Document segment:
Obesity in Middle Age May Reduce Dementia Risk
Zaftig, rotund, full-figured, well-rounded—whichever euphemism you choose to describe a few extra pounds in middle age, the good news is that the extra weight may mean a healthier memory later in life, according to a recent Psychiatry Advisor article.
 
According to a report published in The Lancet Diabetes & Endocrinology, a new study suggests that those who are overweight or obese in middle age may be less likely to develop dementia than their more svelte peers.
 
In the study of nearly two million people, Nawab Qizilbash, MD, of OXON Epidemiology Ltd. in Madrid, analyzed nearly 20 years of medical records of adults whose average age was 55 when the study began. In the 15 years after the study commenced, 45,507 of the participants developed dementia.

The study found that overweight and obese people were about 30% less likely to develop dementia 15 years later than people of a healthy weight. Conversely, underweight people were 34% more likely to develop dementia than those whose weight was normal, according to the study authors.
Researchers found that the association between weight and dementia held up even after they factored in when the participants were born and their age at diagnosis. Other noted dementia risk factors like drinking alcohol and smoking made little difference in the results, researchers noted.
 
Another prominent scientist who reviewed the methodology and results of the study questioned the validity of the conclusions. An editorial accompanying the journal article said that since there are genetic components to both weight and dementia, the role of weight by itself isn't clear, and more research is needed before meaningful conclusions might be drawn.

Data under study:
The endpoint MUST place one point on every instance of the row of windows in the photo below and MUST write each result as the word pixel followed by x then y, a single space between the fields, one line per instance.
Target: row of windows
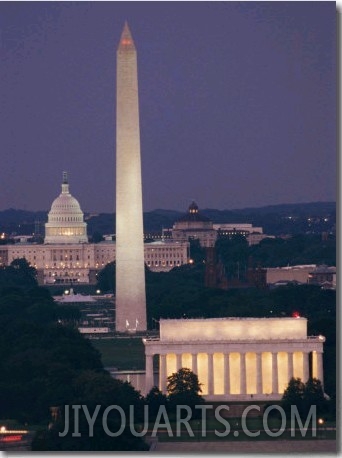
pixel 163 263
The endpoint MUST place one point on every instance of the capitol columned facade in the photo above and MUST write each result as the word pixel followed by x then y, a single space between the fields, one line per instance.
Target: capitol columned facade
pixel 66 257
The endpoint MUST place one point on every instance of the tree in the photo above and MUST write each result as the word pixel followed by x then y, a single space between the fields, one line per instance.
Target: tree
pixel 314 395
pixel 184 388
pixel 304 396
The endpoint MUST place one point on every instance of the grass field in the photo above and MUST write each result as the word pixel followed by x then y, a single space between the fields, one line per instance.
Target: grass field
pixel 122 353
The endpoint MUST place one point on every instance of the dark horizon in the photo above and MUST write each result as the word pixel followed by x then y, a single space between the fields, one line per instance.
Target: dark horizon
pixel 323 202
pixel 237 102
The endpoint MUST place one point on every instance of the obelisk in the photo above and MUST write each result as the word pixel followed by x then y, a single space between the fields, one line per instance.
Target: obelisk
pixel 130 266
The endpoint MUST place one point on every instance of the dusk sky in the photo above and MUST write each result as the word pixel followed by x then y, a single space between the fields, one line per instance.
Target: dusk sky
pixel 237 102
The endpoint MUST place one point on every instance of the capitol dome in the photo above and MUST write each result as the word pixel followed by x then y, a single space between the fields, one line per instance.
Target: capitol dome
pixel 65 219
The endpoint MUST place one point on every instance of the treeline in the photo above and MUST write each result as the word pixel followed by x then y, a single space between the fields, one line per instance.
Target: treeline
pixel 315 218
pixel 237 256
pixel 45 364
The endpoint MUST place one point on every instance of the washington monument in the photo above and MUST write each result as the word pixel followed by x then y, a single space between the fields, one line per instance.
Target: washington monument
pixel 130 267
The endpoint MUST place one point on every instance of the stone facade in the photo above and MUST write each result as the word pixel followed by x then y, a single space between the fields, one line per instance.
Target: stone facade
pixel 236 358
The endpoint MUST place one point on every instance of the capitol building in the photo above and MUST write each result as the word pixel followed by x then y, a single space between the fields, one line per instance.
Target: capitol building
pixel 66 257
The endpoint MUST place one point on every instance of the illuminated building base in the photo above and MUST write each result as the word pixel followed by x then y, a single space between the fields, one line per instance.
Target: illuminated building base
pixel 236 358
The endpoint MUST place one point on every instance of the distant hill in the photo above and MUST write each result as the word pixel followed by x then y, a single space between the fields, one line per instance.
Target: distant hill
pixel 313 217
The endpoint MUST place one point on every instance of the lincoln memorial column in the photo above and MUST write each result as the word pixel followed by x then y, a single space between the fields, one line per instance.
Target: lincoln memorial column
pixel 305 367
pixel 226 374
pixel 275 388
pixel 194 363
pixel 178 361
pixel 149 373
pixel 243 385
pixel 319 356
pixel 290 365
pixel 162 373
pixel 210 373
pixel 259 373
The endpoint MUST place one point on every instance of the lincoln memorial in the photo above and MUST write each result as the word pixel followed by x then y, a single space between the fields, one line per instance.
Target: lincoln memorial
pixel 236 358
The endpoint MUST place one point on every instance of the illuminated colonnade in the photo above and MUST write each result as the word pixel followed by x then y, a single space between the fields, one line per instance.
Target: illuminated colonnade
pixel 236 368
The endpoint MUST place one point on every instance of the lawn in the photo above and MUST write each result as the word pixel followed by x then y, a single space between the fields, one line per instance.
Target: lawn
pixel 122 353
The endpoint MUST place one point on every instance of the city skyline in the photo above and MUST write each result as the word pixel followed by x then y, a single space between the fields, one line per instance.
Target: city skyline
pixel 237 102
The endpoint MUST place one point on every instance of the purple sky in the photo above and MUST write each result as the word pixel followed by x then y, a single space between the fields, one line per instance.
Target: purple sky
pixel 237 102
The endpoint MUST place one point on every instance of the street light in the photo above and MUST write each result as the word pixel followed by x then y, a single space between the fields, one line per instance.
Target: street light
pixel 320 422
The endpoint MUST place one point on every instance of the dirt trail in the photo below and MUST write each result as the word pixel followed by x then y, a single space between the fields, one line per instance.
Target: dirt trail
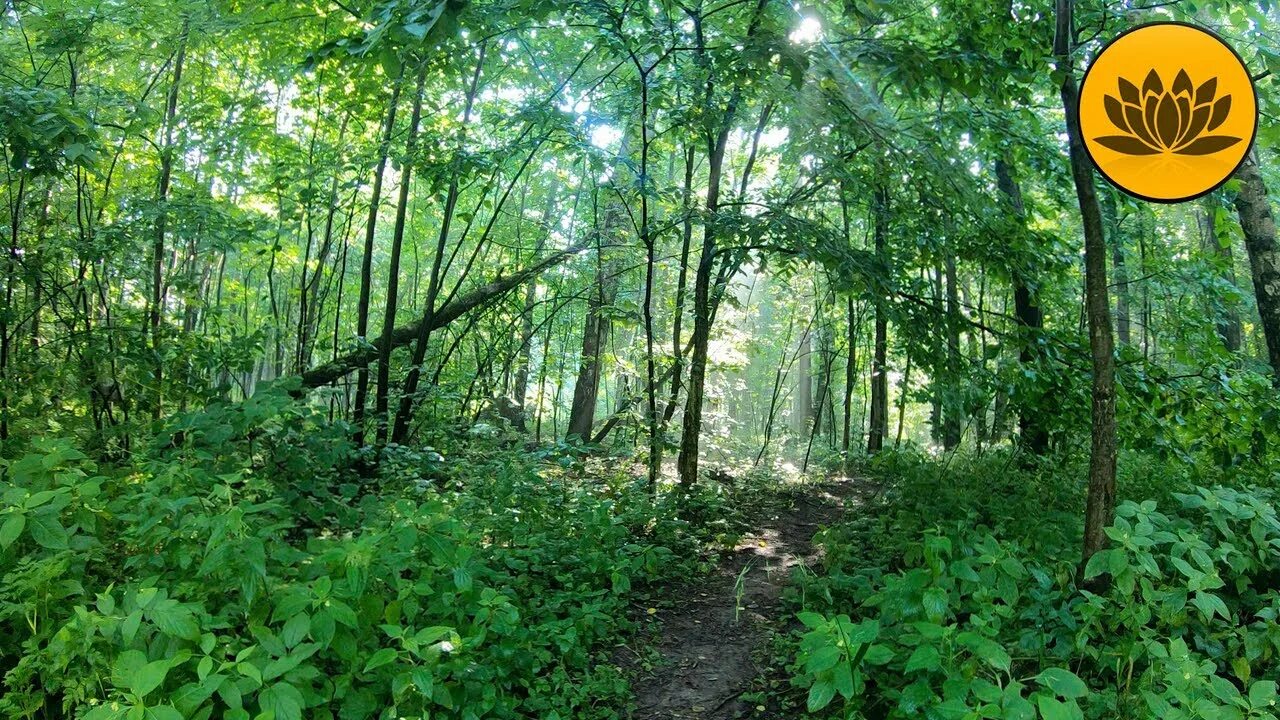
pixel 707 642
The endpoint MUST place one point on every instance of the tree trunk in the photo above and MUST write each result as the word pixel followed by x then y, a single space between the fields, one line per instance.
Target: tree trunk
pixel 951 405
pixel 520 384
pixel 1100 506
pixel 161 218
pixel 405 413
pixel 1029 318
pixel 366 261
pixel 1260 240
pixel 850 376
pixel 384 359
pixel 801 408
pixel 1216 250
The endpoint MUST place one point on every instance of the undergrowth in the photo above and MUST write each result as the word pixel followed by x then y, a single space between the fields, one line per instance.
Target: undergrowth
pixel 254 564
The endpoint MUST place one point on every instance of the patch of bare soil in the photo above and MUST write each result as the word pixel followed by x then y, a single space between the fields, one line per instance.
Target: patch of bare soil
pixel 716 627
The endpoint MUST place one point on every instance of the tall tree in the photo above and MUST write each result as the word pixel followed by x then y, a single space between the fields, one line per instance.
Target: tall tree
pixel 1100 505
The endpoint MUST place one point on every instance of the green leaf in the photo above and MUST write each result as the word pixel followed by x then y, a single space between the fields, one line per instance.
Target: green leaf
pixel 129 628
pixel 1054 709
pixel 283 700
pixel 149 678
pixel 1097 564
pixel 924 657
pixel 1210 604
pixel 823 659
pixel 935 602
pixel 810 620
pixel 819 696
pixel 163 712
pixel 48 531
pixel 173 619
pixel 379 659
pixel 296 629
pixel 12 528
pixel 1063 682
pixel 1262 695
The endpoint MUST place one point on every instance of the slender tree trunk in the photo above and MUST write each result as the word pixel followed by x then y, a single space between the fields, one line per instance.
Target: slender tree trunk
pixel 1260 241
pixel 951 405
pixel 801 406
pixel 878 423
pixel 850 376
pixel 384 360
pixel 1027 315
pixel 681 286
pixel 161 218
pixel 595 327
pixel 520 383
pixel 1100 506
pixel 405 413
pixel 1111 217
pixel 703 305
pixel 366 261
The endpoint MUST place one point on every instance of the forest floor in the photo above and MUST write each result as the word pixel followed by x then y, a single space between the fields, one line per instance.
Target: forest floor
pixel 713 641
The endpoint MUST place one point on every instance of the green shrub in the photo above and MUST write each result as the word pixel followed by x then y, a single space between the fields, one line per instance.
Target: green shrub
pixel 246 568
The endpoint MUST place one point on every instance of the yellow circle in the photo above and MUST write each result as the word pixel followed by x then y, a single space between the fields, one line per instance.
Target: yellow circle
pixel 1168 112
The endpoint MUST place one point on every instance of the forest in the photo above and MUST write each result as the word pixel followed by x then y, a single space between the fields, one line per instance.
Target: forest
pixel 626 359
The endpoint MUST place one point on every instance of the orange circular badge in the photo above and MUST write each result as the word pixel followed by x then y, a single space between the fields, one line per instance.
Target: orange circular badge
pixel 1168 112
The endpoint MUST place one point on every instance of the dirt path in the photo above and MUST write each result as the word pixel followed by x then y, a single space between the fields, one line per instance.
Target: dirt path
pixel 708 639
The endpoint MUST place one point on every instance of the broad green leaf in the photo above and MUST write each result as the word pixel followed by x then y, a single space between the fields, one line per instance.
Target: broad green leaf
pixel 1063 682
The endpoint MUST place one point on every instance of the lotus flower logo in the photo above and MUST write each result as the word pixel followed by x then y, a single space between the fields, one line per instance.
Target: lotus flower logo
pixel 1157 121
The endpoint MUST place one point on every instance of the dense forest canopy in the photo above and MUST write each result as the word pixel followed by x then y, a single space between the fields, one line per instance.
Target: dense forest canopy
pixel 392 358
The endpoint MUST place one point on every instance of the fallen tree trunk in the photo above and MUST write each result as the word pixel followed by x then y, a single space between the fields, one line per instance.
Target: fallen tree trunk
pixel 403 336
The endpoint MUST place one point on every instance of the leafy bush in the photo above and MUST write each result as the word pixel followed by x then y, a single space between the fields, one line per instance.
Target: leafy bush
pixel 245 569
pixel 970 621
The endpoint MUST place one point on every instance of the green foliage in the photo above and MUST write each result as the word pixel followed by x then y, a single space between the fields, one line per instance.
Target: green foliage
pixel 227 577
pixel 1176 620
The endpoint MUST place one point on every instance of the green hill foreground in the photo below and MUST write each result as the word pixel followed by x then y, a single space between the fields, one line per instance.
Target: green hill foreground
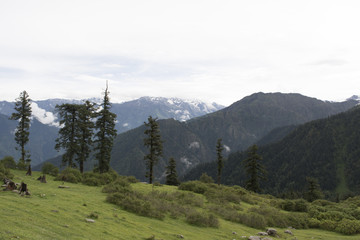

Brief: In the article on weight and dementia, how much more likely were underweight people to develop dementia than people of normal weight?

Exercise solution: 34% more likely.